▶ [DO THIS] Copy every one of the items below line for line, leaving out the picture.

########

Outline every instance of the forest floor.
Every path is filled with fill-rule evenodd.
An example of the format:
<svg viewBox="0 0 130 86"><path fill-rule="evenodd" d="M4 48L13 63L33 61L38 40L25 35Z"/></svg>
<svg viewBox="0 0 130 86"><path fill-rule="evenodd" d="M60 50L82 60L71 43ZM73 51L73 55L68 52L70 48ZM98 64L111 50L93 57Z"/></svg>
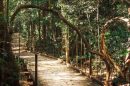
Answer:
<svg viewBox="0 0 130 86"><path fill-rule="evenodd" d="M34 54L21 53L21 58L27 63L27 68L35 74ZM38 86L99 86L91 79L76 70L61 64L55 58L38 55Z"/></svg>

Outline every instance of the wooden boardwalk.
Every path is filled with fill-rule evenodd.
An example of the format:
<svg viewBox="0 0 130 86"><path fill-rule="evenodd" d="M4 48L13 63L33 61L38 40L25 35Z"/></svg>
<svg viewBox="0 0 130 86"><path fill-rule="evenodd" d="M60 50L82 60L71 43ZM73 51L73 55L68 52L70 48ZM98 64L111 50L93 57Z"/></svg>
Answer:
<svg viewBox="0 0 130 86"><path fill-rule="evenodd" d="M27 67L35 74L34 54L21 53ZM38 86L98 86L86 76L61 64L57 59L38 56Z"/></svg>

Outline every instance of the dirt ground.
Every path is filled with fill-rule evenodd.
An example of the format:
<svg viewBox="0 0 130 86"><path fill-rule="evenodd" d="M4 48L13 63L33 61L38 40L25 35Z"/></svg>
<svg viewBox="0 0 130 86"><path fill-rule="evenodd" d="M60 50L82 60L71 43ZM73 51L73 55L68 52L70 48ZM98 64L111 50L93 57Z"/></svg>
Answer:
<svg viewBox="0 0 130 86"><path fill-rule="evenodd" d="M21 53L27 67L35 72L34 54ZM38 86L99 86L86 76L61 64L59 60L38 55Z"/></svg>

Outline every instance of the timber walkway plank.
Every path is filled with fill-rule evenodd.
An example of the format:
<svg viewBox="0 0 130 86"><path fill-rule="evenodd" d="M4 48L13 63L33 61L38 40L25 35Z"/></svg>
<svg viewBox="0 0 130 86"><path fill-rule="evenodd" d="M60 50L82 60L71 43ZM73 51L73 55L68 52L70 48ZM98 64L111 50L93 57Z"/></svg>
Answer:
<svg viewBox="0 0 130 86"><path fill-rule="evenodd" d="M23 52L20 58L27 62L27 68L34 77L34 54ZM38 86L99 86L81 73L61 64L57 59L40 55L38 55L38 81Z"/></svg>

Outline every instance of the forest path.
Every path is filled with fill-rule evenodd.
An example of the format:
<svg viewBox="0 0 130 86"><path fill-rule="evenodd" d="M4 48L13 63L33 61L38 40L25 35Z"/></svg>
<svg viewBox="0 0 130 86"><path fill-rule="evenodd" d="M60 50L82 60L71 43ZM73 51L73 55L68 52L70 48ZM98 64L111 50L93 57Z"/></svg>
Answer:
<svg viewBox="0 0 130 86"><path fill-rule="evenodd" d="M34 75L34 54L23 52L20 58L27 62L28 69ZM40 55L38 55L38 81L38 86L98 86L81 73L61 64L59 60Z"/></svg>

########

▶ [RIGHT ANSWER]
Outline every instance of the forest floor.
Every path is filled with fill-rule evenodd.
An example of the format:
<svg viewBox="0 0 130 86"><path fill-rule="evenodd" d="M4 48L13 63L33 61L38 40L25 35Z"/></svg>
<svg viewBox="0 0 130 86"><path fill-rule="evenodd" d="M60 50L82 60L71 43ZM73 51L73 55L68 52L70 48ZM98 64L111 50L93 57Z"/></svg>
Answer:
<svg viewBox="0 0 130 86"><path fill-rule="evenodd" d="M34 54L21 53L21 58L27 63L27 68L35 74ZM38 86L99 86L91 79L76 70L61 64L55 58L38 55Z"/></svg>

Outline every instance of the wooden boardwalk.
Every path is filled with fill-rule evenodd.
An example of the format:
<svg viewBox="0 0 130 86"><path fill-rule="evenodd" d="M4 48L13 63L33 61L38 40L25 35Z"/></svg>
<svg viewBox="0 0 130 86"><path fill-rule="evenodd" d="M60 50L82 60L71 43ZM73 51L73 55L68 52L70 48ZM98 64L111 50L93 57Z"/></svg>
Answer:
<svg viewBox="0 0 130 86"><path fill-rule="evenodd" d="M27 67L35 74L34 54L21 53ZM38 86L98 86L86 76L61 64L57 59L38 56Z"/></svg>

Outline every instance of the dirt ground.
Every path is filled with fill-rule evenodd.
An example of the format:
<svg viewBox="0 0 130 86"><path fill-rule="evenodd" d="M4 48L13 63L33 61L38 40L25 35Z"/></svg>
<svg viewBox="0 0 130 86"><path fill-rule="evenodd" d="M60 50L82 60L71 43ZM73 51L73 55L68 52L70 48ZM98 64L111 50L93 57Z"/></svg>
Answer:
<svg viewBox="0 0 130 86"><path fill-rule="evenodd" d="M21 53L27 67L35 72L34 54ZM38 86L99 86L86 76L61 64L59 60L38 55Z"/></svg>

Outline every instance of the timber walkway plank.
Every path is filled with fill-rule evenodd.
An example of the format:
<svg viewBox="0 0 130 86"><path fill-rule="evenodd" d="M4 48L13 63L33 61L38 40L25 35Z"/></svg>
<svg viewBox="0 0 130 86"><path fill-rule="evenodd" d="M60 50L82 60L71 43ZM73 51L73 55L68 52L70 48ZM98 64L111 50L93 57Z"/></svg>
Answer:
<svg viewBox="0 0 130 86"><path fill-rule="evenodd" d="M23 52L20 58L27 62L27 68L34 77L34 54ZM38 86L99 86L81 73L61 64L57 59L40 55L38 55L38 81Z"/></svg>

Outline every instance of the forest path.
Every path is filled with fill-rule evenodd.
An example of the format:
<svg viewBox="0 0 130 86"><path fill-rule="evenodd" d="M4 48L13 63L33 61L38 40L25 35Z"/></svg>
<svg viewBox="0 0 130 86"><path fill-rule="evenodd" d="M60 50L82 60L71 43ZM73 51L73 55L68 52L70 48ZM98 64L111 50L93 57Z"/></svg>
Answer:
<svg viewBox="0 0 130 86"><path fill-rule="evenodd" d="M34 75L34 54L23 52L20 58L27 62L28 69ZM40 55L38 55L38 81L38 86L98 86L81 73L61 64L59 60Z"/></svg>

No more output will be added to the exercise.